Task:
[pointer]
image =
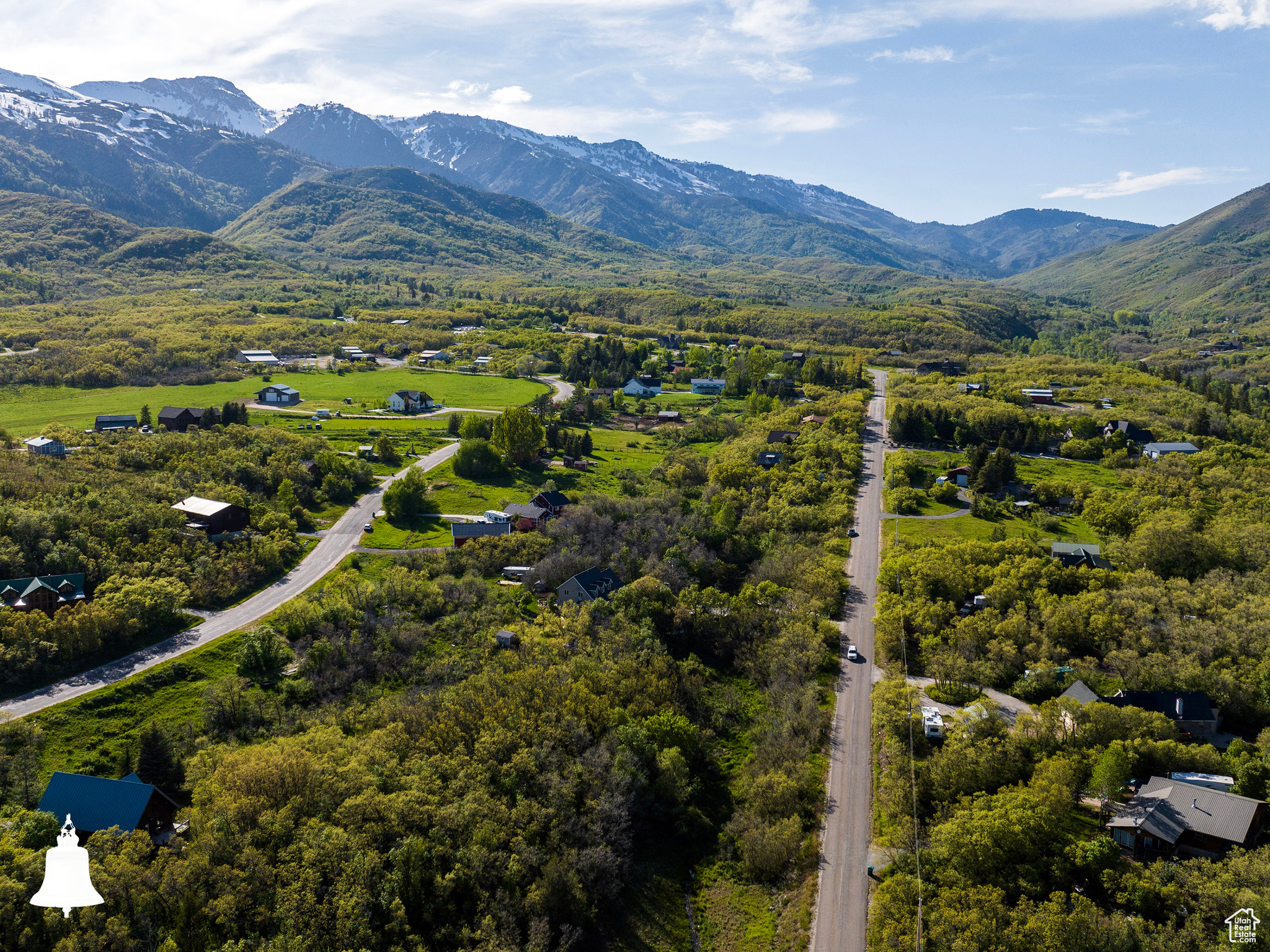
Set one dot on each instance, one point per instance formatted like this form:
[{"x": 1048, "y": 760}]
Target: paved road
[
  {"x": 337, "y": 542},
  {"x": 842, "y": 910}
]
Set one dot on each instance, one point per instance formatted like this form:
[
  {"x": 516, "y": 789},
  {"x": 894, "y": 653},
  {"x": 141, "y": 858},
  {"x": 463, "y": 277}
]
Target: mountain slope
[
  {"x": 399, "y": 215},
  {"x": 134, "y": 162},
  {"x": 205, "y": 98},
  {"x": 1217, "y": 259}
]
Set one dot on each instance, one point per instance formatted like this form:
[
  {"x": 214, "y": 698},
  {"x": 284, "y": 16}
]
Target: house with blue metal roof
[{"x": 98, "y": 804}]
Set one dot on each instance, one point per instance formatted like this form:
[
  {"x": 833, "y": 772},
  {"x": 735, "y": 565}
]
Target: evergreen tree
[{"x": 156, "y": 760}]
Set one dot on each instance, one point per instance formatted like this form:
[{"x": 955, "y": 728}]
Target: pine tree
[{"x": 156, "y": 760}]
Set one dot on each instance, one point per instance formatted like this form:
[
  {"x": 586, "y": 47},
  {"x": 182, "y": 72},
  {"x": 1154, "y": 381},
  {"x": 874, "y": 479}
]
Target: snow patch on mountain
[{"x": 207, "y": 99}]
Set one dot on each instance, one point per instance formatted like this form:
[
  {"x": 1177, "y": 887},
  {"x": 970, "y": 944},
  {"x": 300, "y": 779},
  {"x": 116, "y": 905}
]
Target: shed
[
  {"x": 98, "y": 804},
  {"x": 213, "y": 517},
  {"x": 107, "y": 423},
  {"x": 45, "y": 446}
]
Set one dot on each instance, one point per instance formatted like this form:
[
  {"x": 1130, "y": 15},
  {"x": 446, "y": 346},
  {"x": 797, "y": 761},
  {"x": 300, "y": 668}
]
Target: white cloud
[
  {"x": 799, "y": 121},
  {"x": 1114, "y": 121},
  {"x": 1228, "y": 14},
  {"x": 510, "y": 95},
  {"x": 769, "y": 71},
  {"x": 929, "y": 54},
  {"x": 1126, "y": 183},
  {"x": 701, "y": 128}
]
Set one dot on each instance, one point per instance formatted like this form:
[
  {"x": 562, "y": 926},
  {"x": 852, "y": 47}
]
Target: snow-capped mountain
[
  {"x": 138, "y": 162},
  {"x": 203, "y": 98},
  {"x": 161, "y": 131}
]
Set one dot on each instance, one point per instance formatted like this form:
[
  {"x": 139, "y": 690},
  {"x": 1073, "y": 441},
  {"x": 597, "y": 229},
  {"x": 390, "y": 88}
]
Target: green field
[
  {"x": 27, "y": 409},
  {"x": 611, "y": 452},
  {"x": 424, "y": 532}
]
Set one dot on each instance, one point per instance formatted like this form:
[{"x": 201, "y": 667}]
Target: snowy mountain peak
[
  {"x": 37, "y": 84},
  {"x": 207, "y": 99}
]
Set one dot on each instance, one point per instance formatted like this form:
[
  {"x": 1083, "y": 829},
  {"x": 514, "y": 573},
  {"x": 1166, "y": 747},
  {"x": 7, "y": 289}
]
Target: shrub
[{"x": 477, "y": 459}]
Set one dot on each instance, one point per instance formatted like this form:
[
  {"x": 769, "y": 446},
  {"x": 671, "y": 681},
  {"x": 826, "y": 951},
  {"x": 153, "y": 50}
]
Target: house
[
  {"x": 1130, "y": 432},
  {"x": 643, "y": 386},
  {"x": 46, "y": 593},
  {"x": 933, "y": 723},
  {"x": 1213, "y": 781},
  {"x": 1153, "y": 451},
  {"x": 265, "y": 358},
  {"x": 528, "y": 513},
  {"x": 506, "y": 639},
  {"x": 550, "y": 500},
  {"x": 1083, "y": 555},
  {"x": 1169, "y": 816},
  {"x": 709, "y": 386},
  {"x": 946, "y": 367},
  {"x": 182, "y": 418},
  {"x": 1189, "y": 710},
  {"x": 45, "y": 446},
  {"x": 1082, "y": 692},
  {"x": 277, "y": 395},
  {"x": 109, "y": 423},
  {"x": 409, "y": 402},
  {"x": 588, "y": 586},
  {"x": 98, "y": 804},
  {"x": 464, "y": 532},
  {"x": 213, "y": 517}
]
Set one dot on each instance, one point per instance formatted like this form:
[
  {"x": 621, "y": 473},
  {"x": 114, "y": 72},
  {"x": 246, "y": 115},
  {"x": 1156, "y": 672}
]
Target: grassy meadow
[{"x": 27, "y": 409}]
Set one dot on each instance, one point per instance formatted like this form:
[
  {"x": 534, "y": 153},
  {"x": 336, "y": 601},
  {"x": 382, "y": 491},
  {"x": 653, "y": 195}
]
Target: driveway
[
  {"x": 337, "y": 542},
  {"x": 1010, "y": 706}
]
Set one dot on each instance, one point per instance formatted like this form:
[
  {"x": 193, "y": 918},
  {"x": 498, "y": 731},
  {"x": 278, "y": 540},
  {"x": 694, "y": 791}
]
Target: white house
[
  {"x": 277, "y": 395},
  {"x": 1153, "y": 451},
  {"x": 409, "y": 402},
  {"x": 45, "y": 446},
  {"x": 643, "y": 386},
  {"x": 258, "y": 357}
]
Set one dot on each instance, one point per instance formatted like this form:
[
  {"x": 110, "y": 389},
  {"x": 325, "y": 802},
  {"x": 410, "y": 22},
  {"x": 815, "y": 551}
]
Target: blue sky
[{"x": 935, "y": 110}]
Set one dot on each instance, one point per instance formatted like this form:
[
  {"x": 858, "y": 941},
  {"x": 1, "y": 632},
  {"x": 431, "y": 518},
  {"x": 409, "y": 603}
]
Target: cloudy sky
[{"x": 936, "y": 110}]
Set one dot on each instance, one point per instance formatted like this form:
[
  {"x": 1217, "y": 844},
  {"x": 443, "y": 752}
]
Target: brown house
[
  {"x": 1174, "y": 816},
  {"x": 182, "y": 418},
  {"x": 213, "y": 517},
  {"x": 45, "y": 593}
]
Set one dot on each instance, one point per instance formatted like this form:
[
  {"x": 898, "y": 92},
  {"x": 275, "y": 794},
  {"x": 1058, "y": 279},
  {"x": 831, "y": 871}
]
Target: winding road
[
  {"x": 337, "y": 542},
  {"x": 842, "y": 908}
]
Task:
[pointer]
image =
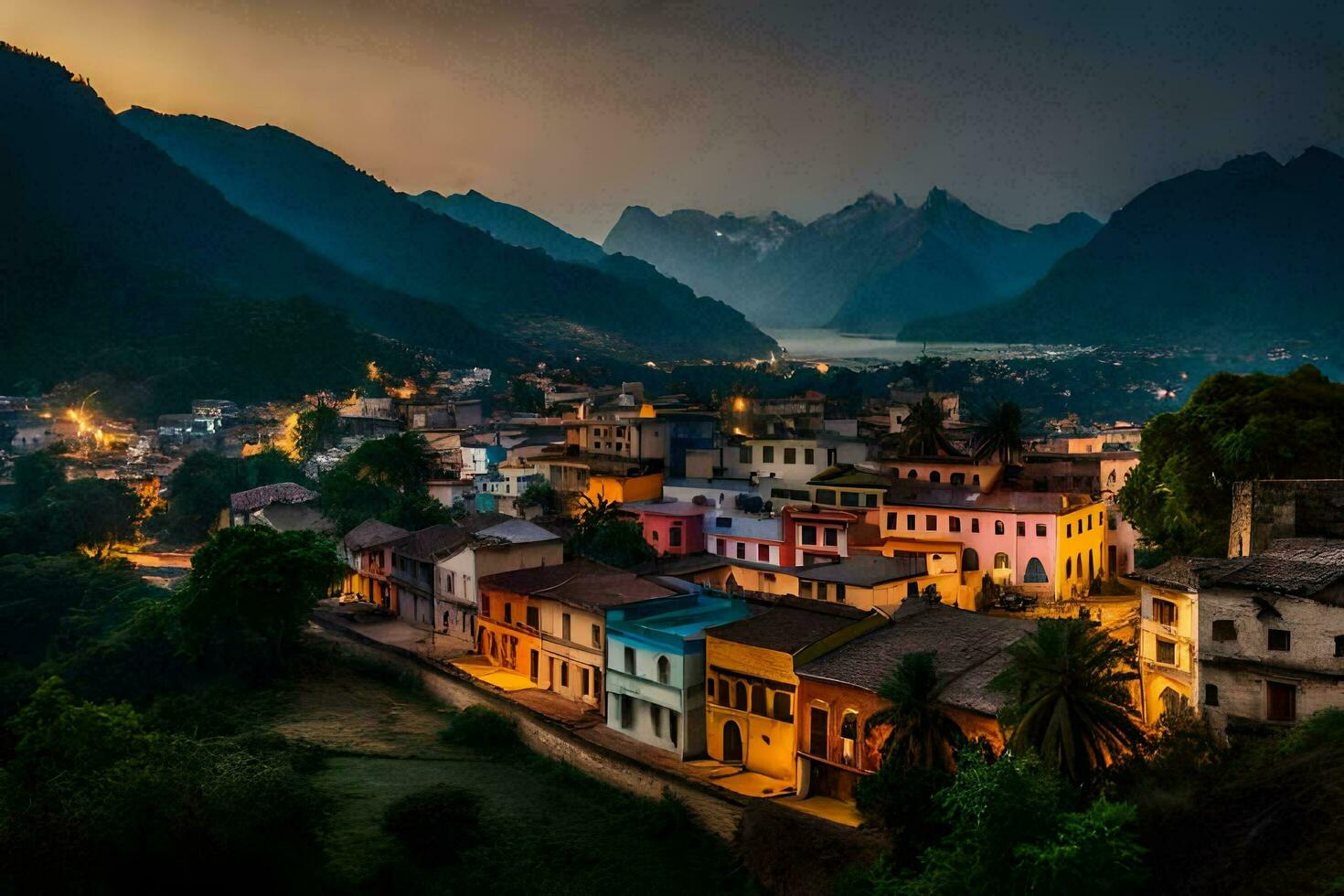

________

**Your objective**.
Every record must be copied exactly, with the pictures left out.

**Answer to the exercise**.
Task:
[pointer]
image =
Set one dot on each instance, one point per instance formatted like this form:
[{"x": 1048, "y": 760}]
Target: paved road
[
  {"x": 337, "y": 542},
  {"x": 842, "y": 910}
]
Set one dot on each instance, one point per instance formatted like this form:
[
  {"x": 516, "y": 789},
  {"x": 894, "y": 653},
  {"x": 141, "y": 858},
  {"x": 463, "y": 277}
]
Target: mountain slope
[
  {"x": 399, "y": 215},
  {"x": 134, "y": 162},
  {"x": 205, "y": 98},
  {"x": 1217, "y": 259}
]
Set one dot on each instance, one point per instance formatted like this form:
[
  {"x": 214, "y": 698},
  {"x": 284, "y": 16}
]
Target: house with blue metal roof
[{"x": 98, "y": 804}]
Set one dot on each instance, one point per instance formatted like this form:
[
  {"x": 833, "y": 772},
  {"x": 735, "y": 565}
]
Target: evergreen tree
[{"x": 156, "y": 760}]
Set one dot on each instance, one point per instance formatted like this form:
[{"x": 955, "y": 728}]
Target: pine tree
[{"x": 156, "y": 760}]
Set one dot on each instance, one point per instance formatted like this form:
[
  {"x": 586, "y": 47},
  {"x": 182, "y": 72},
  {"x": 1154, "y": 381},
  {"x": 874, "y": 479}
]
Target: snow patch on mountain
[{"x": 207, "y": 99}]
Set one dot on each instance, one point per instance formatted like this form:
[
  {"x": 1177, "y": 887},
  {"x": 970, "y": 944},
  {"x": 300, "y": 779},
  {"x": 116, "y": 905}
]
Target: shed
[
  {"x": 98, "y": 804},
  {"x": 213, "y": 517},
  {"x": 107, "y": 423},
  {"x": 45, "y": 446}
]
Set one dot on each instance, one point per instance formatted like this form:
[
  {"x": 1130, "y": 15},
  {"x": 446, "y": 346},
  {"x": 797, "y": 761},
  {"x": 300, "y": 668}
]
Target: white cloud
[
  {"x": 799, "y": 121},
  {"x": 1114, "y": 121},
  {"x": 1228, "y": 14},
  {"x": 510, "y": 95},
  {"x": 769, "y": 71},
  {"x": 929, "y": 54},
  {"x": 1126, "y": 183},
  {"x": 701, "y": 128}
]
Set one dot on each instance, one point per instance formatted like this form:
[
  {"x": 562, "y": 926},
  {"x": 852, "y": 47}
]
Target: snow-capped mountain
[
  {"x": 138, "y": 162},
  {"x": 203, "y": 98},
  {"x": 161, "y": 131}
]
Set one dot on each instance, one point per instance formatted like this form:
[
  {"x": 139, "y": 690},
  {"x": 1073, "y": 441},
  {"x": 597, "y": 229},
  {"x": 390, "y": 88}
]
Target: green field
[
  {"x": 27, "y": 409},
  {"x": 611, "y": 452},
  {"x": 424, "y": 532}
]
Set one dot on each instance, one point per instance formatted like this form:
[{"x": 201, "y": 667}]
Target: snowy mountain peak
[
  {"x": 37, "y": 84},
  {"x": 207, "y": 99}
]
Set one dot on each instance, one point per instance formatted like this form:
[
  {"x": 1083, "y": 829},
  {"x": 514, "y": 573},
  {"x": 1166, "y": 747},
  {"x": 7, "y": 289}
]
Target: shrub
[{"x": 477, "y": 459}]
Set one dot on each instance, one point per instance formatted like this form:
[
  {"x": 769, "y": 446},
  {"x": 671, "y": 681},
  {"x": 826, "y": 951},
  {"x": 153, "y": 50}
]
Target: house
[
  {"x": 1130, "y": 432},
  {"x": 643, "y": 386},
  {"x": 46, "y": 593},
  {"x": 933, "y": 723},
  {"x": 1213, "y": 781},
  {"x": 1153, "y": 451},
  {"x": 265, "y": 358},
  {"x": 528, "y": 513},
  {"x": 506, "y": 639},
  {"x": 550, "y": 500},
  {"x": 1083, "y": 555},
  {"x": 1169, "y": 816},
  {"x": 709, "y": 386},
  {"x": 946, "y": 367},
  {"x": 182, "y": 418},
  {"x": 1189, "y": 710},
  {"x": 45, "y": 446},
  {"x": 1082, "y": 692},
  {"x": 277, "y": 395},
  {"x": 109, "y": 423},
  {"x": 409, "y": 402},
  {"x": 588, "y": 586},
  {"x": 98, "y": 804},
  {"x": 464, "y": 532},
  {"x": 213, "y": 517}
]
Set one dot on each instance, one point per instance formatted like this form:
[
  {"x": 621, "y": 473},
  {"x": 114, "y": 72},
  {"x": 246, "y": 115},
  {"x": 1156, "y": 672}
]
Target: grassy meadow
[{"x": 27, "y": 409}]
Set one dot on each instance, one point per instance formatted like this form:
[
  {"x": 534, "y": 153},
  {"x": 336, "y": 601},
  {"x": 382, "y": 491},
  {"x": 653, "y": 195}
]
Target: driveway
[
  {"x": 337, "y": 542},
  {"x": 1010, "y": 706}
]
Set one dot on each instance, one point per instance formatted like this form:
[
  {"x": 193, "y": 918},
  {"x": 498, "y": 731},
  {"x": 278, "y": 540},
  {"x": 694, "y": 791}
]
Target: white house
[
  {"x": 277, "y": 395},
  {"x": 1153, "y": 451},
  {"x": 409, "y": 402},
  {"x": 45, "y": 446},
  {"x": 643, "y": 386},
  {"x": 258, "y": 357}
]
Set one dot on each instance, one point per instance formatted like this form:
[
  {"x": 110, "y": 389},
  {"x": 325, "y": 802},
  {"x": 410, "y": 22},
  {"x": 815, "y": 551}
]
Target: blue sky
[{"x": 935, "y": 110}]
Set one dot on each instance, one point per instance formatted like this form:
[
  {"x": 858, "y": 941},
  {"x": 1, "y": 632},
  {"x": 431, "y": 518},
  {"x": 409, "y": 603}
]
Target: cloudy sky
[{"x": 936, "y": 110}]
Set one dot on each instance, one point per instance formatted like this form:
[
  {"x": 1217, "y": 844},
  {"x": 443, "y": 752}
]
Target: brown house
[
  {"x": 1174, "y": 816},
  {"x": 182, "y": 418},
  {"x": 213, "y": 517},
  {"x": 45, "y": 593}
]
Set one dot on each instance, one point per instance formatted like this form:
[
  {"x": 898, "y": 92},
  {"x": 275, "y": 794},
  {"x": 1058, "y": 279},
  {"x": 831, "y": 871}
]
Target: winding road
[
  {"x": 337, "y": 542},
  {"x": 842, "y": 908}
]
Task:
[pointer]
image =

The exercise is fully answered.